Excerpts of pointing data
□ □ □
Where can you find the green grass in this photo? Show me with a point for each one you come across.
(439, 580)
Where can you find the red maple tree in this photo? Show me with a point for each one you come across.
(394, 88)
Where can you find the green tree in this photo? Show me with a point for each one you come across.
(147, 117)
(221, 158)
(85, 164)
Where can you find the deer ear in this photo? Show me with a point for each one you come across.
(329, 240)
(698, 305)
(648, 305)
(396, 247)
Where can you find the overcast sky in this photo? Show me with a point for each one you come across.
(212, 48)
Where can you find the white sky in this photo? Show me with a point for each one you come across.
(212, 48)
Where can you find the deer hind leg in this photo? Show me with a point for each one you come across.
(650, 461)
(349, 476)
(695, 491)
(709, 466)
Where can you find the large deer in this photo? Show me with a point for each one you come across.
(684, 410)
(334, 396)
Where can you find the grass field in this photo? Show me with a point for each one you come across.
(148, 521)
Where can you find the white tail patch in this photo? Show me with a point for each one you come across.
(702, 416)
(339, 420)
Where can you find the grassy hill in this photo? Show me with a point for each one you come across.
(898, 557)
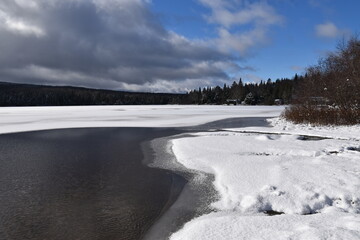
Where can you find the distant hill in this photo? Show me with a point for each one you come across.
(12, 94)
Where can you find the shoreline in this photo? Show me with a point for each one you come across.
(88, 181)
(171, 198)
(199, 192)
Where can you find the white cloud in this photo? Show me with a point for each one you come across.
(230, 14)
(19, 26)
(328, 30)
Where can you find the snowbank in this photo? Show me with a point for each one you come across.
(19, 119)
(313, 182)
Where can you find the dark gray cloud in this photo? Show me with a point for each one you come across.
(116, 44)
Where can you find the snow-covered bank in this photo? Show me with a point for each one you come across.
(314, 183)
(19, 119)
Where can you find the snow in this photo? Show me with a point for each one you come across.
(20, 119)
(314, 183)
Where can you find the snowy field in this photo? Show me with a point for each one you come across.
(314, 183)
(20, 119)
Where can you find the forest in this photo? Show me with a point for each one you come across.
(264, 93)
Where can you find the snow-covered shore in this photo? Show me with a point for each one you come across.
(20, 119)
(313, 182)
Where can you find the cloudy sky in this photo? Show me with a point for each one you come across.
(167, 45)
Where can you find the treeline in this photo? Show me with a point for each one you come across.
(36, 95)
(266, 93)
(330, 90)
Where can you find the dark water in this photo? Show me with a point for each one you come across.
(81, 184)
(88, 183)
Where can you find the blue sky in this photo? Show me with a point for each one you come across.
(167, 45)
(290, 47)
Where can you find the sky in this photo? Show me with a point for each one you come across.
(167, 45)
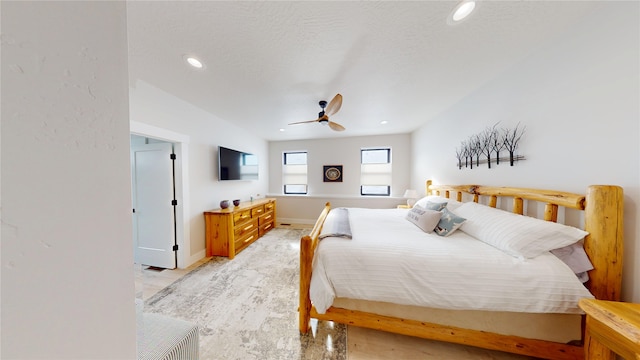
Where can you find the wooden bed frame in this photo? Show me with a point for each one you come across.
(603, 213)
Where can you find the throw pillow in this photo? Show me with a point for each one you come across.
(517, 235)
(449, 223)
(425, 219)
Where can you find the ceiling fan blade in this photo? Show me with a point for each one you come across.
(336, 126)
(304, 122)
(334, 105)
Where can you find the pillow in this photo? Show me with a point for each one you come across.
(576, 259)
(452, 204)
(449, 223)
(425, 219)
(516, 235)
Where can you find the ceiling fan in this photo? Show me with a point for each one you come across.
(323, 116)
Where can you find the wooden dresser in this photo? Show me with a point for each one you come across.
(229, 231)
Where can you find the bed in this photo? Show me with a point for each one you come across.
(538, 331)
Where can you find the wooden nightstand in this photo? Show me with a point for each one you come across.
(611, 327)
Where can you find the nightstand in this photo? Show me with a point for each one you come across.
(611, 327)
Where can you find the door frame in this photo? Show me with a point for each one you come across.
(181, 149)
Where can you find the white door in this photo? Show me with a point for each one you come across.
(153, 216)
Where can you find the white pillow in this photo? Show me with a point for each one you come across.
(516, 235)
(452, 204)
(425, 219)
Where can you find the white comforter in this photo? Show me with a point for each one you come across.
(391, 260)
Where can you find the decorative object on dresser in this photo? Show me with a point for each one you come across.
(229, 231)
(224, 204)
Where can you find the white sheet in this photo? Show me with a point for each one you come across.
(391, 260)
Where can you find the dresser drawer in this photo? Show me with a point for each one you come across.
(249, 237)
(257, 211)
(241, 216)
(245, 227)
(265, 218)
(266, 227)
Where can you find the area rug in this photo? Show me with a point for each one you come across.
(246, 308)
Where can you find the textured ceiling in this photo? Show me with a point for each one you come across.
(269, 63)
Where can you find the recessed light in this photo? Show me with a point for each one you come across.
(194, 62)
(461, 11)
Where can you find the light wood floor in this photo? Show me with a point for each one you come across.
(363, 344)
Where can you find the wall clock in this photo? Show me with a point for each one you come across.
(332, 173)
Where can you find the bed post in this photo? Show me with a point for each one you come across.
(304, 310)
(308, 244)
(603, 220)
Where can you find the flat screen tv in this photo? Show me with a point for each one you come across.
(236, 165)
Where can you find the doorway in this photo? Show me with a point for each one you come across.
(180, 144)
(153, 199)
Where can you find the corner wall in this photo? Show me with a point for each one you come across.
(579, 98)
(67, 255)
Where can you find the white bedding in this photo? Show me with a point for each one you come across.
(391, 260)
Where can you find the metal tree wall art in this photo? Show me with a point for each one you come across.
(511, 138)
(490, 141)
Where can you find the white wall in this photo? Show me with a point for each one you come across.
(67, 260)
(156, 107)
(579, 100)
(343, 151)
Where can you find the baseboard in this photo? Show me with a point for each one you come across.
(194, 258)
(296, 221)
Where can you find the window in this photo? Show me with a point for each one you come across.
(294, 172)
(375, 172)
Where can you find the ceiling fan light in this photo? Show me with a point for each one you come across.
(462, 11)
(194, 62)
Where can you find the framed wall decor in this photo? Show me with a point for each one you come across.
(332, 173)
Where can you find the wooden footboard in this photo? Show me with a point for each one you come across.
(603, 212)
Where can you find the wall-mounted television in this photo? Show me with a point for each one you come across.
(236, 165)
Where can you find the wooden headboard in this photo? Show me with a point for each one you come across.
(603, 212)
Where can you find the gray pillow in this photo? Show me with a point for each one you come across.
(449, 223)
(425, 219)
□ □ □
__WHAT YOU WILL DO__.
Print out every entry above without changing a word, and leave out the pictures.

__EXERCISE OUTPUT__.
Where can you find the green grass in this photo? Show me with a point for each one you come across.
(439, 580)
Where can you find the red maple tree in this photo? Show me with a point for each one you come across.
(394, 88)
Where can you find the green tree in this photo? Show me with a point for each one you come across.
(147, 117)
(221, 158)
(85, 164)
Where can you find the deer ear in this photo? Show me with a point for each one you come across.
(329, 240)
(698, 305)
(648, 305)
(396, 247)
Where can you find the overcast sky in this photo? Show me with a point for each one you come across.
(212, 48)
Where can you find the white sky in this photo? Show me with a point for each one you come across.
(212, 48)
Where can you find the deer hind leg in this photo? Show me with a point for each one you come across.
(650, 461)
(349, 476)
(695, 491)
(709, 466)
Where can you find the large deer in this photo? Show me with a point for each one you come across.
(684, 410)
(334, 396)
Where can you find the grass field in this photo? Show me with a point for each one you come across.
(148, 521)
Where can you find the white tail patch in this photo? Show me with a point for each one you come across.
(702, 416)
(339, 420)
Where can you find the grassy hill in this photo? Show me with a point for each one you come across.
(898, 557)
Where can you find the distant hill in this photo? Show me with a point for each one you come across.
(12, 94)
Where can you find the shoreline in this photo? Show me with a point for each one you come across.
(88, 181)
(171, 198)
(199, 192)
Where can you find the white cloud in this photo? Show me with a point for each one you come across.
(230, 14)
(19, 26)
(328, 30)
Where can you find the snowbank in this photo? Show me with a point for each one you come across.
(19, 119)
(313, 182)
Where can you find the dark gray cloud in this photo? Show me with a point for each one you come across.
(116, 44)
Where can you find the snow-covered bank in this photo? Show me with a point for each one you come across.
(314, 183)
(19, 119)
Where can you find the snow in this photo? Show me with a point for each one you come across.
(20, 119)
(314, 183)
Where can you find the snowy field in this photo? Show me with a point for each one you come across.
(314, 183)
(20, 119)
Where can you find the forest in this photo? Show me with a point for each one you come across.
(264, 93)
Where can you find the snow-covered shore in this photo? Show me with a point for each one you come across.
(20, 119)
(313, 182)
Where can you find the cloudy sky in this photo? Show me with a point for each one you come across.
(167, 45)
Where can you find the treeline in this photo? Show me with a point for each one you come across.
(36, 95)
(266, 93)
(330, 90)
Where can you find the dark water in this photo? Show me with a point for each one you come across.
(81, 184)
(88, 183)
Where can you find the blue sky in this photo? Show me with a point for each one you come across.
(167, 45)
(290, 47)
Where can you find the sky in this photo? Show me with a point for each one you come across.
(167, 45)
Where can you find the wooden bed frame in this photo? Show me with a point for each one you come across.
(603, 213)
Where can you find the throw pillow in this photo? Show me with a point for each one you come across.
(517, 235)
(449, 223)
(425, 219)
Where can you find the ceiling fan blade in this photo? Show me with a point for each one you come across.
(336, 126)
(304, 122)
(334, 105)
Where can you find the pillow in this photo? Show me with a point for each one you come across.
(576, 259)
(452, 204)
(449, 223)
(425, 219)
(516, 235)
Where can you find the ceiling fan in this photo? Show me with a point for each one you come across.
(323, 116)
Where can you find the wooden dresser in this photo? Show me with a point for each one you come across.
(229, 231)
Where can you find the bed in this photo? Show me with a point for each one you come across.
(538, 331)
Where can you find the wooden nightstand in this photo? Show me with a point for each one you come across.
(611, 327)
Where can you find the nightstand in this photo? Show me with a point for each one you come across.
(611, 327)
Where can you find the door frame in this photo? Show me with a point for each one you come across.
(181, 149)
Where can you find the white door in this photo? Show me with a point for each one you come across.
(153, 216)
Where can you find the white pillow in this photo? Show me with a point for each one you come across.
(516, 235)
(452, 204)
(425, 219)
Where can you find the white comforter in this photo? Show me with a point for each one you come across.
(391, 260)
Where can you find the decorative object on dresser in this photo? Show me with a point for each one you come across.
(229, 231)
(224, 204)
Where can you find the white sheet in this photo? Show me with a point for each one you come across.
(391, 260)
Where can you find the dresser drawer in this photo? Show me with a point for each one you come across.
(249, 237)
(257, 211)
(241, 216)
(245, 227)
(265, 218)
(266, 227)
Where can you find the area rug in this photo? Show me with a point for each one you come across.
(246, 308)
Where can you find the textured ceiling in this photo? Show me with a point for each one you come across.
(269, 63)
Where can you find the recessed light in this photo? Show me with a point for each one you come across.
(194, 62)
(461, 11)
Where can you find the light wood floor in this photo? Show me with a point for each one you come across.
(363, 344)
Where can you find the wall clock in this photo? Show me with a point for each one you come across.
(332, 173)
Where can you find the bed post in this photo? Show me with a point for each one you come across.
(304, 310)
(308, 244)
(603, 220)
Where can you find the flat screen tv in this photo? Show me with a point for each one you come across.
(236, 165)
Where can you find the doorway in this photo? Show me with a point for each one you come across.
(180, 144)
(153, 199)
Where can you find the corner wall in this photo? Show me with a point for each one you come across.
(579, 98)
(67, 255)
Where can you find the white bedding in this photo? Show me with a point for each one you come across.
(391, 260)
Where can you find the metal tree wall art in this photo? Show me with a point for each one you come across.
(511, 138)
(490, 141)
Where can you find the white wall in this photo? Show me with a point for each one you come across.
(67, 260)
(156, 107)
(579, 100)
(343, 151)
Where can you find the baseboard in this photo? Show me with a point for each one you come across.
(194, 258)
(296, 221)
Where can you find the window in this photo? Show me with a point for each one you come across.
(294, 172)
(375, 172)
Where can you find the ceiling fan light in this photo? Show me with a point for each one you come across.
(462, 11)
(194, 62)
Where can you find the framed wall decor in this photo? Show me with a point for each one you come across.
(332, 173)
Where can you find the wooden footboard in this photo? Show me with a point for each one you come across.
(603, 212)
Where can you find the wall-mounted television in this photo? Show me with a point for each one you come across.
(236, 165)
Where can you find the wooden headboard in this photo? Show me with a point for each one you come across.
(603, 212)
Where can you find the gray pillow in this photo? Show me with a point for each one you come across.
(449, 223)
(425, 219)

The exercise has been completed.